* **Document excerpt**:
####################

How to pass audio stream recorded with WebRTC to Google Speech api for realtime transcription? - webrtc

What I'm trying to do is get real time transcription for video recorded in the browser with webRTC. Use case is basically subtitles in real time like google hangouts has.
So I have a WebRTC program running in the browser. It sends webm objects back to the server. They are linear32 audio encodings. Google speech to text only accepts linear16 or Flac files.
Is there a way to convert linear32 to linear16 in real time?
Otherwise has anyone been able to hook up webRTC with Google speech to get real time transcriptions working?
Any advice on where to look to solve this problem would be great

Check out this repository it might help you - https://github.com/muaz-khan/Translator
Translator.js is a JavaScript library built top on Google Speech-Recognition & Translation API to transcript and translate voice and text. It supports many locales and brings globalization in WebRTC!

I had the same problem and failed with webRTC. I recommend you use the Web Audio Api instead if you are just interested in transcribing the audio from the video.

####################

* **Records shown**:
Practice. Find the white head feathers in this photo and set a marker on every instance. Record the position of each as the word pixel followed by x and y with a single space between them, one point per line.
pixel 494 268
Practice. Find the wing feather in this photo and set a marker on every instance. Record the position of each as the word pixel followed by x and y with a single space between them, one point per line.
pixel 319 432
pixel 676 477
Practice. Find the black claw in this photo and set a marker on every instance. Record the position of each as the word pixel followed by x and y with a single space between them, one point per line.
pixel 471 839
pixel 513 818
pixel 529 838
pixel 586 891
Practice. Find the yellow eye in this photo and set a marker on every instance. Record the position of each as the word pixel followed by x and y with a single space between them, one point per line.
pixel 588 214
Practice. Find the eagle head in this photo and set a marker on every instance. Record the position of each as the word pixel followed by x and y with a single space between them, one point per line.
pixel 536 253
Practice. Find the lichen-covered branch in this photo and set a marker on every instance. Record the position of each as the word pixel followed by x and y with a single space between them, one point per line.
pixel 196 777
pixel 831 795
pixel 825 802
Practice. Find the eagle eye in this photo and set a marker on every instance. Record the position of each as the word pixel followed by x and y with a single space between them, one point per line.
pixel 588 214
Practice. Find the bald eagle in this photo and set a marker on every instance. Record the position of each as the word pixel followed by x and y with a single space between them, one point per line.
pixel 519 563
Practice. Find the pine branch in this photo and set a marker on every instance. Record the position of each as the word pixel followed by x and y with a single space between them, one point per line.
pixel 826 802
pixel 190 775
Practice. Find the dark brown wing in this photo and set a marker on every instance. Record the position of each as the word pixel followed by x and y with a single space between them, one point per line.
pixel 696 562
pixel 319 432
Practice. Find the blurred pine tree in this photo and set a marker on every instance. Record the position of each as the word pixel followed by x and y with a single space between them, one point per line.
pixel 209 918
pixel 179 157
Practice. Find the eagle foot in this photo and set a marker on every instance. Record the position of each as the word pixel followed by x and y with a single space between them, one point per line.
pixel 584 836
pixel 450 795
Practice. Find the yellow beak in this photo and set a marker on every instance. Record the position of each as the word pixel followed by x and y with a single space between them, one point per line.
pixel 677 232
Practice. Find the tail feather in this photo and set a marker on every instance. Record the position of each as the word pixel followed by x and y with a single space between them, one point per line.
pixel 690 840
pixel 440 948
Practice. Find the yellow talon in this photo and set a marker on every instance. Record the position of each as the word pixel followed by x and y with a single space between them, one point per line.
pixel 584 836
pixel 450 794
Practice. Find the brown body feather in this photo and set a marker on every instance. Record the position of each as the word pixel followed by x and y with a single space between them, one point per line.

####################

* **Directions**:
1. Rewrite the WebRTC transcription thread between "How to pass" and "in real time?", inclusive, changing "linear32" to "32-bit float".
2. Copy the rows verbatim, starting with the first row and ending with the line that contains "pixel 676 477", inclusive.
The thread and the rows come from separate, unrelated sources.

* **Task results**:
1.
How to pass audio stream recorded with WebRTC to Google Speech api for realtime transcription? - webrtc

What I'm trying to do is get real time transcription for video recorded in the browser with webRTC. Use case is basically subtitles in real time like google hangouts has.
So I have a WebRTC program running in the browser. It sends webm objects back to the server. They are 32-bit float audio encodings. Google speech to text only accepts linear16 or Flac files.
Is there a way to convert 32-bit float to linear16 in real time?

2.
Practice. Find the white head feathers in this photo and set a marker on every instance. Record the position of each as the word pixel followed by x and y with a single space between them, one point per line.
pixel 494 268
Practice. Find the wing feather in this photo and set a marker on every instance. Record the position of each as the word pixel followed by x and y with a single space between them, one point per line.
pixel 319 432
pixel 676 477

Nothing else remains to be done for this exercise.